■ **Challenge 1**
In the judgment, reproduce the passage from "JUDGMENT / ORDER" up to and including "Sri Vikas Pandey.".
■ **Challenge 2**
According to the judgment, on what date was the plaintiff-respondent married to the defendant-appellant?

■ **Source passage**
================================
Judgments
Judgments
  1. Home
  2. /
  3. High Court Of Judicature at Allahabad
  4. /
  5. 2012
  6. /
  7. January

Sri Vikas Pandey vs Smt. Vandita Gautam

High Court Of Judicature at Allahabad|08 October, 2012

JUDGMENT / ORDER

Petitioner Counsel :- Rajesh Tandon,Komal Mehrotra,Manoj Kumar Sharma,Some Narayan Mishra Respondent Counsel :- P.K.Jain,P.K. Jain Hon'ble Dinesh Gupta, J
1. This appeal has been preferred by the appellant against the judgment and decree dated 30.11.2000 passed by Sri V.K.Jaiswal, III Additional District Judge, Muzaffar Nagar in Original Suit No.351 of 1997 Smt. Vandita Gautam vs. Sri Vikas Pandey.
2. The brief facts giving rise to this appeal are that the plaintiff-respondent filed Original Suit No.351 of 1997 against the defendant-appellant u/s. 18 of the Hindu Adoption and Maintenance Act ( in brief Act) with the allegations that -
The plaintiff-respondent was married on 21.6.1991 with the defendant-appellant at his residential house at Dehradun. Her family members spent an amount of Rs. 4, 50,000/- in the marriage and sufficient articles, gift and dowry was given at the time of the marriage, but the family members of the defendant-appellant were not happy with the amount spent in the marriage and further demanded a car in dowry. However, the plaintiff-respondent explained to the defendant-appellant and his family members regarding financial status of her family that they were not in a position to provide a car.
When the demand of the defendant-appellant and his family members were not met, they threw the plaintiff-appellant out of their house and sent the plaintiff-respondent to her parental house at Meerut and at present she is living with her mother at Meerut. All the articles, clothes, ornaments etc. given by the family members of the plaintiff-appellant were kept by the defendant-appellant and his family members.
In November, 1996 the plaintiff-respondent came to know that the defendant-appellant obtained an ex-parte decree from the court of Civil Judge, Dehradun and an application to restore the proceedings has already been moved by the plaintiff-respondent which is pending.
================================
■ **Provided material**
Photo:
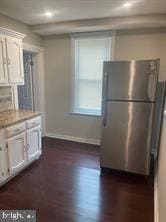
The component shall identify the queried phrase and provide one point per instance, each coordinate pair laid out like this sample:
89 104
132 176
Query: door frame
================================
■ **Complete output 1**
JUDGMENT / ORDER

Petitioner Counsel :- Rajesh Tandon,Komal Mehrotra,Manoj Kumar Sharma,Some Narayan Mishra Respondent Counsel :- P.K.Jain,P.K. Jain Hon'ble Dinesh Gupta, J
1. This appeal has been preferred by the appellant against the judgment and decree dated 30.11.2000 passed by Sri V.K.Jaiswal, III Additional District Judge, Muzaffar Nagar in Original Suit No.351 of 1997 Smt. Vandita Gautam vs. Sri Vikas Pandey.

■ **Complete output 2**
21.6.1991